→ **Problem details**
From the items below, pull out and copy every line that contains the word "bowl".

* * *

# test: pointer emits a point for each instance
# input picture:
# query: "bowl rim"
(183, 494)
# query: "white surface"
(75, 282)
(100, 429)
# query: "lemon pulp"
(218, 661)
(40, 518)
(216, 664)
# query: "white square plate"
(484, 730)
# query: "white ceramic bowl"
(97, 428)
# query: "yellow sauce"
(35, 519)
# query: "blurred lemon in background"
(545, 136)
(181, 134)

* * *

→ **Worked solution**
# query: "bowl rim"
# query: "white ceramic bowl"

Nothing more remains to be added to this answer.